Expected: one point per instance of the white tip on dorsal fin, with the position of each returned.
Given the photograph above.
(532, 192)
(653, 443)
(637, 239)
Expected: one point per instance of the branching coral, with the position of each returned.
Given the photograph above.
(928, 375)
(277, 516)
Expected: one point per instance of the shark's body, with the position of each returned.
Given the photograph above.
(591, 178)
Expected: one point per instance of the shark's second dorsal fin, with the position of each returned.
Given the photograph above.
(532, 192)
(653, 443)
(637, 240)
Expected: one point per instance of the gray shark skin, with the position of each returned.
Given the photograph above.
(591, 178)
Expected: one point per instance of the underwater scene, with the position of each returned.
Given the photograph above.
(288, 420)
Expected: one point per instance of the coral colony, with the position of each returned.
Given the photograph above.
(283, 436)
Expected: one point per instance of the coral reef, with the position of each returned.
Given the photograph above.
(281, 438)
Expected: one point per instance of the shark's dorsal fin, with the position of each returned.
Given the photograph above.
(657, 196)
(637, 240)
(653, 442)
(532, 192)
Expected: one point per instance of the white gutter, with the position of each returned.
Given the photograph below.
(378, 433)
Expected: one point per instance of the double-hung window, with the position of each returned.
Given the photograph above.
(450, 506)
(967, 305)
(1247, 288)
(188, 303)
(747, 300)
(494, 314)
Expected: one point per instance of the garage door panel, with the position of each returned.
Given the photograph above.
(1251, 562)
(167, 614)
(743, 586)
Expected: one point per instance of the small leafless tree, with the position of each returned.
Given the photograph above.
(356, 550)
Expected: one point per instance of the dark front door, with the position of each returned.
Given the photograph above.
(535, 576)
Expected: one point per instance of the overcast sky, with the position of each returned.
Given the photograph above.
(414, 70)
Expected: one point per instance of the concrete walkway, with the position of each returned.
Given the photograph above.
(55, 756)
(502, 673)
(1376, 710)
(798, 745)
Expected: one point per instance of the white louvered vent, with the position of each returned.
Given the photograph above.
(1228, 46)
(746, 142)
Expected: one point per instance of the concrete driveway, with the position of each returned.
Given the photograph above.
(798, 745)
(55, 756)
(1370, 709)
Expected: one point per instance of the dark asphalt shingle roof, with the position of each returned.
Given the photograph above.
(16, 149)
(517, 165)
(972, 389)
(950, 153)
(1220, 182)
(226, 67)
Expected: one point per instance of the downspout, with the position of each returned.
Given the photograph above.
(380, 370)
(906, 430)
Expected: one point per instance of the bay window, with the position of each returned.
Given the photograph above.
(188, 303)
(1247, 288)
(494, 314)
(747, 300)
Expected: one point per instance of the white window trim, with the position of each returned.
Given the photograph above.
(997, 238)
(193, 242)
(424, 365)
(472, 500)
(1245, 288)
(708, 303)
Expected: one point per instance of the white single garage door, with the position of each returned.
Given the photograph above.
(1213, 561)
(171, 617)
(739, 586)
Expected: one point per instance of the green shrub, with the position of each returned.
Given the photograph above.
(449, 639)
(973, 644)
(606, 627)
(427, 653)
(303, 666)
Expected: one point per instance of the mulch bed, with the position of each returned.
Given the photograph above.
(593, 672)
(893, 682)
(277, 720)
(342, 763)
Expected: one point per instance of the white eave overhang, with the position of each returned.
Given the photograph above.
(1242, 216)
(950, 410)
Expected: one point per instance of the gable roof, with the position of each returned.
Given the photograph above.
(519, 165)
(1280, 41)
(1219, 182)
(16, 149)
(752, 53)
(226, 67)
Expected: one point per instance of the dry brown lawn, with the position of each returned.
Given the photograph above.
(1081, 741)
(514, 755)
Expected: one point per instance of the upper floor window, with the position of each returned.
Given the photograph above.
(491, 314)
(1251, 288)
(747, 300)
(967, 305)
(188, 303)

* **JOB**: Arrange every line of the items above as a Markdown table with two columns, n for the row number and Line for the line itself. Leave out blank lines.

* **ANSWER FOR THE TASK**:
| n | Line |
|---|---|
| 1 | Expected: one point per instance of the white tip on dorsal fin, with the position of each returned. |
| 2 | Given the photograph above. |
| 3 | (532, 192) |
| 4 | (653, 443) |
| 5 | (637, 239) |
| 6 | Expected: one point per instance of the branching coral, with the position of each returned. |
| 7 | Given the photograph above. |
| 8 | (928, 375) |
| 9 | (277, 516) |
| 10 | Expected: one point per instance of the shark's body, with the position of each returned. |
| 11 | Given the photograph above. |
| 12 | (591, 178) |
| 13 | Expected: one point per instance of the shark's second dorsal fin, with the position of each returned. |
| 14 | Given the photograph above. |
| 15 | (532, 192) |
| 16 | (653, 443) |
| 17 | (637, 240) |
| 18 | Expected: one point per instance of the gray shark skin, with the position of each returned. |
| 19 | Given the photograph above. |
| 20 | (591, 178) |
| 21 | Expected: one point per instance of the underwater scene, with the position of each returned. |
| 22 | Given the photograph above. |
| 23 | (288, 420) |
| 24 | Expected: one point per instance of the coral colony, with the position of each returned. |
| 25 | Given the photograph above. |
| 26 | (283, 436) |
| 27 | Expected: one point per instance of the coral reef, with the position of each returned. |
| 28 | Given the photograph above. |
| 29 | (281, 438) |
| 30 | Expected: one point per instance of the shark's dorsal fin, with the position of each returned. |
| 31 | Given the photograph above. |
| 32 | (657, 196) |
| 33 | (637, 240) |
| 34 | (653, 442) |
| 35 | (532, 192) |
| 36 | Expected: one point per instance of the white gutter, with the position of each returned. |
| 37 | Given the photograph below. |
| 38 | (378, 433) |
| 39 | Expected: one point per instance of the double-hung window, with the position of each returned. |
| 40 | Given the photograph above. |
| 41 | (450, 506) |
| 42 | (967, 305) |
| 43 | (1247, 288) |
| 44 | (188, 303) |
| 45 | (747, 300) |
| 46 | (494, 314) |
| 47 | Expected: one point per instance of the garage door panel, with the position of each returned. |
| 48 | Given the photograph above. |
| 49 | (1251, 562) |
| 50 | (167, 614) |
| 51 | (743, 586) |
| 52 | Expected: one point per instance of the small leafless tree, with the position of each returned. |
| 53 | Given the photograph above. |
| 54 | (356, 550) |
| 55 | Expected: one point per instance of the dark front door, with the position of each returned. |
| 56 | Given the photograph above. |
| 57 | (535, 576) |
| 58 | Expected: one point per instance of the overcast sky, with the position of each returned. |
| 59 | Given the photograph above. |
| 60 | (414, 70) |
| 61 | Expected: one point per instance of the concrete walkway, with the position of each returned. |
| 62 | Given the photograph above. |
| 63 | (55, 756) |
| 64 | (502, 673) |
| 65 | (1376, 710) |
| 66 | (798, 745) |
| 67 | Expected: one point per instance of the white louvered vent, with the position of each returned. |
| 68 | Given the photograph above. |
| 69 | (1228, 46) |
| 70 | (746, 142) |
| 71 | Expected: one point per instance of the concrete driveway, with the position of each returned. |
| 72 | Given the photograph above. |
| 73 | (798, 745) |
| 74 | (55, 756) |
| 75 | (1370, 709) |
| 76 | Expected: one point per instance of the dark asphalt shingle roof, with the position of each returned. |
| 77 | Given the photograph above. |
| 78 | (16, 149) |
| 79 | (517, 165) |
| 80 | (972, 389) |
| 81 | (950, 153) |
| 82 | (1220, 182) |
| 83 | (226, 67) |
| 84 | Expected: one point per instance of the downspout, with the position of each returned. |
| 85 | Given the photograph above. |
| 86 | (380, 370) |
| 87 | (906, 430) |
| 88 | Expected: one point per instance of the bay window, with the position of each returned. |
| 89 | Given the photograph above. |
| 90 | (188, 303) |
| 91 | (1247, 288) |
| 92 | (494, 314) |
| 93 | (747, 300) |
| 94 | Expected: one point per instance of the white window trim, with the position of each returned. |
| 95 | Given the photograph above. |
| 96 | (997, 238) |
| 97 | (193, 242) |
| 98 | (424, 365) |
| 99 | (472, 500) |
| 100 | (1245, 288) |
| 101 | (708, 303) |
| 102 | Expected: one point per instance of the white single garage door, with the position of each returned. |
| 103 | Given the photograph above. |
| 104 | (1213, 561) |
| 105 | (171, 617) |
| 106 | (739, 586) |
| 107 | Expected: one point per instance of the green shrub, with the position of each returned. |
| 108 | Given the photograph above. |
| 109 | (449, 639) |
| 110 | (973, 644) |
| 111 | (606, 627) |
| 112 | (427, 653) |
| 113 | (303, 666) |
| 114 | Expected: one point per instance of the mulch bed, with the position of each returned. |
| 115 | Given the photograph above. |
| 116 | (593, 672) |
| 117 | (893, 682) |
| 118 | (277, 720) |
| 119 | (342, 763) |
| 120 | Expected: one point per instance of the white eave overhang, with the position of each returned. |
| 121 | Given the photograph above. |
| 122 | (1242, 216) |
| 123 | (950, 410) |
| 124 | Expected: one point per instance of the gable roof, with the position of each returned. |
| 125 | Given the photograph above. |
| 126 | (519, 165) |
| 127 | (1280, 41) |
| 128 | (1219, 182) |
| 129 | (16, 149) |
| 130 | (752, 53) |
| 131 | (226, 67) |
| 132 | Expected: one point per instance of the dry brown lawn, with the position of each returned. |
| 133 | Given the photograph above. |
| 134 | (1081, 741) |
| 135 | (514, 755) |
| 136 | Expected: one point per instance of the upper floor window, with the position of each returned. |
| 137 | Given the photograph above. |
| 138 | (491, 314) |
| 139 | (1251, 288) |
| 140 | (747, 300) |
| 141 | (967, 305) |
| 142 | (188, 303) |